Job ▸ Copy everything from the line containing "Tag any visible green valley." down to the line containing "0 71 301 125", shifting every answer coordinate up by 79. Leave all other lines unchanged.

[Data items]
>> begin

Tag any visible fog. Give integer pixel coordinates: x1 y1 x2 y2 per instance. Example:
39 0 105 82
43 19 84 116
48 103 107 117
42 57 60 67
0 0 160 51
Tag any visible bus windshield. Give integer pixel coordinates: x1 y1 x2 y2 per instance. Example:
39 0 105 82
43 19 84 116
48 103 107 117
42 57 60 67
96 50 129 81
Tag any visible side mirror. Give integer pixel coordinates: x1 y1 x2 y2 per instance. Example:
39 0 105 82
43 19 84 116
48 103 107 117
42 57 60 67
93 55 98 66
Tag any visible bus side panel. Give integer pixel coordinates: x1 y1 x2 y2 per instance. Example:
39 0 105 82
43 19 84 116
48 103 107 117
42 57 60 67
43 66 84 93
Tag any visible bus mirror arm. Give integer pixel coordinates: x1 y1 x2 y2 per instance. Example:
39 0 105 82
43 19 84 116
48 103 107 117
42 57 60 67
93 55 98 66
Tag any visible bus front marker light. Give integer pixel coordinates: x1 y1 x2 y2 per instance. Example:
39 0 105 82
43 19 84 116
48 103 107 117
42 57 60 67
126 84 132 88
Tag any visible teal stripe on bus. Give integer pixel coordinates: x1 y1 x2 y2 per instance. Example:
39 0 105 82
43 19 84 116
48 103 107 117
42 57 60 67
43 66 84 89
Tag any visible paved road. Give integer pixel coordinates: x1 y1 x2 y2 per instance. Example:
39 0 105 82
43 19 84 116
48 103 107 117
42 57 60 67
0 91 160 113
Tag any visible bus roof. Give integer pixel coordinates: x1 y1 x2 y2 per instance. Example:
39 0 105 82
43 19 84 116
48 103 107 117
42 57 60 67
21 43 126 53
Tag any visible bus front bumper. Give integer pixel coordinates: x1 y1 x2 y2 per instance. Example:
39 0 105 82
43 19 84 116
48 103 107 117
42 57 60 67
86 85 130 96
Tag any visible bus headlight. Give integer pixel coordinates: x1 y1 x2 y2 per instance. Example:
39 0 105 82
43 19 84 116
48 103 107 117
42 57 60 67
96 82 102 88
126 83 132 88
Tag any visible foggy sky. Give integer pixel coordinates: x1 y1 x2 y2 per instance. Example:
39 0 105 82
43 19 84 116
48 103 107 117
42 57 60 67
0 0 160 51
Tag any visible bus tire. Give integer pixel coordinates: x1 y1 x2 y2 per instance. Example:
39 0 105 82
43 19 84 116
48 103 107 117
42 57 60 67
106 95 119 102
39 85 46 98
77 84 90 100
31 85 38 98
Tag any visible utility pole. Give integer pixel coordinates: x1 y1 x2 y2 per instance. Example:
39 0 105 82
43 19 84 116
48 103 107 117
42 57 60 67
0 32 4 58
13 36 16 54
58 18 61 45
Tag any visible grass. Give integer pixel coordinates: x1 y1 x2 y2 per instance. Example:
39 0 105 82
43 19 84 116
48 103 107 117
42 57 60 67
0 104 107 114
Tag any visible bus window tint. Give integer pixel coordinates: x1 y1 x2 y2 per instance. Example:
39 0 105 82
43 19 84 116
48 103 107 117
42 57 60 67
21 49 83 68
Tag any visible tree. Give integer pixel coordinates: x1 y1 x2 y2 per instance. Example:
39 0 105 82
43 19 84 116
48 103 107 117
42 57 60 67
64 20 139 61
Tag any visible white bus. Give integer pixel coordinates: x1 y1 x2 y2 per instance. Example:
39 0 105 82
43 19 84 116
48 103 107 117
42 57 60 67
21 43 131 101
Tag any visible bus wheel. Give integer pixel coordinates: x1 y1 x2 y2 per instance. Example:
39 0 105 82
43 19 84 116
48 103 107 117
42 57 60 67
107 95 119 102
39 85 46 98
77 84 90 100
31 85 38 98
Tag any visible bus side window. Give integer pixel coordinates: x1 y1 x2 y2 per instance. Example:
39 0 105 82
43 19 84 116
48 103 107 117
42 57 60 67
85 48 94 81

>> end
>> begin

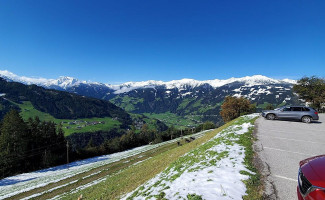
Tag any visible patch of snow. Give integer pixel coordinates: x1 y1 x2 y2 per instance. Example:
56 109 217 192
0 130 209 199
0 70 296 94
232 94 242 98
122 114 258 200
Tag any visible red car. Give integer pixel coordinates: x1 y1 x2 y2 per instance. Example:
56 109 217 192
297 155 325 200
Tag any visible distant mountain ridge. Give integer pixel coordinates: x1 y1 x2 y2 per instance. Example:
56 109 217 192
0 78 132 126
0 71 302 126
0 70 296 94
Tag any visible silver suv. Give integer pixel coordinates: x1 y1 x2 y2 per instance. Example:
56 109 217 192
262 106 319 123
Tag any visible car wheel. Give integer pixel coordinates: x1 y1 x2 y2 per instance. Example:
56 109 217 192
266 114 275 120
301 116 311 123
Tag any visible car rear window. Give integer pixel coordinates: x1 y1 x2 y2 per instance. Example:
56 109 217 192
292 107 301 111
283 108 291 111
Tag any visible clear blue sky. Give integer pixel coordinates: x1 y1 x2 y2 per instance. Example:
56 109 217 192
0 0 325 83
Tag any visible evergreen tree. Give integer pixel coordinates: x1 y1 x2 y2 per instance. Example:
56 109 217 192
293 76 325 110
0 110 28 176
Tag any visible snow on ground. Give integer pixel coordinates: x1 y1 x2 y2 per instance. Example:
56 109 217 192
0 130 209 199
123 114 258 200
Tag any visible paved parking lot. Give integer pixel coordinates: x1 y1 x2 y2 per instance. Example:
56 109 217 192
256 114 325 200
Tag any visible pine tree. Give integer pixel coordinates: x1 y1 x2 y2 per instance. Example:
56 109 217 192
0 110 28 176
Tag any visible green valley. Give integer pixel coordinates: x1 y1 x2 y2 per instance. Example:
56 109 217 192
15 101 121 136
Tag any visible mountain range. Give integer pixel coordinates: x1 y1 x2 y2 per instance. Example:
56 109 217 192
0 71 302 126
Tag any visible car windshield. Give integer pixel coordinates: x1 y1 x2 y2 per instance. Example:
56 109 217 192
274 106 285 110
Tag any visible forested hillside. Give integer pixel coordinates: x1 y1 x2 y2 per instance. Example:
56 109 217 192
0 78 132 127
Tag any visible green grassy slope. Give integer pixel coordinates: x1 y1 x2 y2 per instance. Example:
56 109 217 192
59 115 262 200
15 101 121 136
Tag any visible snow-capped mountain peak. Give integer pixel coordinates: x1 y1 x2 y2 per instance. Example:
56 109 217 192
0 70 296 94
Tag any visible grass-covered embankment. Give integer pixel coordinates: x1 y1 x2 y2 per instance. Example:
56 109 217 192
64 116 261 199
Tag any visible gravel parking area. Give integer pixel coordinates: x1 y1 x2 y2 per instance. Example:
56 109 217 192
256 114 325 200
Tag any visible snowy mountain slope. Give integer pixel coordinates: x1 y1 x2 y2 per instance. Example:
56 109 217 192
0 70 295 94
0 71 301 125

>> end

Expected answer ▸
Tag any visible green valley. Give integer pixel coordinates: x1 y1 x2 y2 per instance. Example:
56 109 217 192
94 180 200 215
Tag any visible mountain range. Give integer pixel coordinates: x1 y1 x2 y2 per instance. Example:
56 109 217 192
79 150 381 205
Tag any visible car windshield. Give integer pixel coordinates: x1 y1 x2 y2 per instance. Example:
56 109 217 192
353 185 364 189
Tag any visible forested hillside. Give integer pixel coordinates: x1 y1 x2 y2 per instance. Example:
56 109 217 192
79 157 211 206
Tag any visible green grassy slope. Give integer pixel coordinates: x1 y1 x2 y2 per instance. Example:
56 109 217 192
138 194 341 279
94 180 200 215
Tag any visible snow-capped mountain peak. Give integer pixel coordinates: x1 y1 x2 y2 per instance. Example:
56 109 217 192
79 149 375 173
Tag any visible grass-covered embankment. Give integer pixel coordinates: x1 y1 x2 y2 per instance. Example:
56 109 217 192
143 195 340 278
Tag any visible gravel parking area. Give integer pixel coordinates: x1 y1 x2 y2 per instance. Example:
56 109 217 192
335 193 404 279
Tag any visible snowy mountain slope. Give integer pixel coordinates: x1 y1 x2 y2 per instance. Example:
56 109 217 192
79 149 374 173
79 150 380 204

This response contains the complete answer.